BEGIN Data

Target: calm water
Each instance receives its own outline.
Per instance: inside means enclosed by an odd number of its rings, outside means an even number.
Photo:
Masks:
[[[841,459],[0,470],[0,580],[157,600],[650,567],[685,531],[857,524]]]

END Data
BEGIN Data

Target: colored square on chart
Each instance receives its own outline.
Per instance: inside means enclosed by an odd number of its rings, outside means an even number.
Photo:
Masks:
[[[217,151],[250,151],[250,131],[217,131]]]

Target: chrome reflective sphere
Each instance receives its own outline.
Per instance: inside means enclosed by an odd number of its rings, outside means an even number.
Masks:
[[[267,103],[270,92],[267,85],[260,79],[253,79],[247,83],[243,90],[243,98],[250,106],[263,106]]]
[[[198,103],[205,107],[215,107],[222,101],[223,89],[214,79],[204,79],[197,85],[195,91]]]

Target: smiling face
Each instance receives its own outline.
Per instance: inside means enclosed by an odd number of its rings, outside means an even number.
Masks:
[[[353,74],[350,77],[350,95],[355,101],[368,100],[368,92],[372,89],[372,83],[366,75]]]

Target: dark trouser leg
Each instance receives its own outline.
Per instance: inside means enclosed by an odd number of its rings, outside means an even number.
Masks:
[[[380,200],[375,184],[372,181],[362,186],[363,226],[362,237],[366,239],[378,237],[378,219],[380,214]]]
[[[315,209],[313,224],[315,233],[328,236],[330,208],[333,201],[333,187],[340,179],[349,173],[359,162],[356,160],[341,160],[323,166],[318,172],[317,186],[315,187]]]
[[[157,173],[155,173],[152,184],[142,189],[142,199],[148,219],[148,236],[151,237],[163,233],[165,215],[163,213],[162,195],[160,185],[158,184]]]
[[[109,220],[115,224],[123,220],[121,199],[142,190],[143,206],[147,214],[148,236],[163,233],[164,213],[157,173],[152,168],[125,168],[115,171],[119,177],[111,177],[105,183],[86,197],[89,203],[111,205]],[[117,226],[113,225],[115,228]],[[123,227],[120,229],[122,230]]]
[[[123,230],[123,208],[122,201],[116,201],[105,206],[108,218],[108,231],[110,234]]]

END Data

■ What you need to do: Find each line in the material above that carries the string "Target", and copy it.

■ Solution to this exercise:
Target: calm water
Target: colored square on chart
Target: chrome reflective sphere
Target: smiling face
Target: dark trouser leg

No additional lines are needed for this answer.